DATA FOR THIS TASK:
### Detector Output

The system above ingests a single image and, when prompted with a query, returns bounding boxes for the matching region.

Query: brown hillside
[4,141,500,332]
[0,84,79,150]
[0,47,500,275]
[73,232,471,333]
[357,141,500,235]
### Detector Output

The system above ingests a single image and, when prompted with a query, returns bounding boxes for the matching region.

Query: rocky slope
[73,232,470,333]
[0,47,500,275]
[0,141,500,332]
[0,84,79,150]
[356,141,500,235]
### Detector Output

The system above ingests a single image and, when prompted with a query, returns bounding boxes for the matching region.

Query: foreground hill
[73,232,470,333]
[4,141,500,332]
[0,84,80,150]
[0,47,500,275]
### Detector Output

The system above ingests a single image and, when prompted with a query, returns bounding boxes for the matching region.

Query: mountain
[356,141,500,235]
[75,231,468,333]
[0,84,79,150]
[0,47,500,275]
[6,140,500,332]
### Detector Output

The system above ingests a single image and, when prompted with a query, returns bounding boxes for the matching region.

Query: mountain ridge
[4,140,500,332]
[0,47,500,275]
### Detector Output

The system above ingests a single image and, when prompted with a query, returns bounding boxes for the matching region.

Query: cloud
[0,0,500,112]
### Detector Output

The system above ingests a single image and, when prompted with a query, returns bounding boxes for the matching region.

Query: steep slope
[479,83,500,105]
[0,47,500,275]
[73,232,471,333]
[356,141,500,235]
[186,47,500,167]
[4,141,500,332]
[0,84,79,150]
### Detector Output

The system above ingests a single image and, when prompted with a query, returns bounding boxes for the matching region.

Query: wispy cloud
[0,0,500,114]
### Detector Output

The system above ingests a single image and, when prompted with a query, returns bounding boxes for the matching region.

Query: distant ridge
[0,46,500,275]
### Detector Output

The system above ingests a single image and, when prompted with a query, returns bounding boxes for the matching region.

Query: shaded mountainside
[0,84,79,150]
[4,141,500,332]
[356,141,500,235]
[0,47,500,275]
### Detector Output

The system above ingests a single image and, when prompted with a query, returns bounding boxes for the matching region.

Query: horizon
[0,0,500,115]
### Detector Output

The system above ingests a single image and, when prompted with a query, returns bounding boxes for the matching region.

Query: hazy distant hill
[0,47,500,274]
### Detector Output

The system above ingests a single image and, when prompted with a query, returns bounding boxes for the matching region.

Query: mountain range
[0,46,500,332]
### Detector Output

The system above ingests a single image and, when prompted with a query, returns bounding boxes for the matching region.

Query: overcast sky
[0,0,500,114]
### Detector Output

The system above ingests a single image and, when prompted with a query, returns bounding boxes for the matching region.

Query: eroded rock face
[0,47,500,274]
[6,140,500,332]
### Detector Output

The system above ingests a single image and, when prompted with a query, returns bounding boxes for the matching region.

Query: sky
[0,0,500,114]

REQUIREMENTS:
How many lines in the listing above contain the word "distant"? Reply with the number alone.

OUTPUT:
2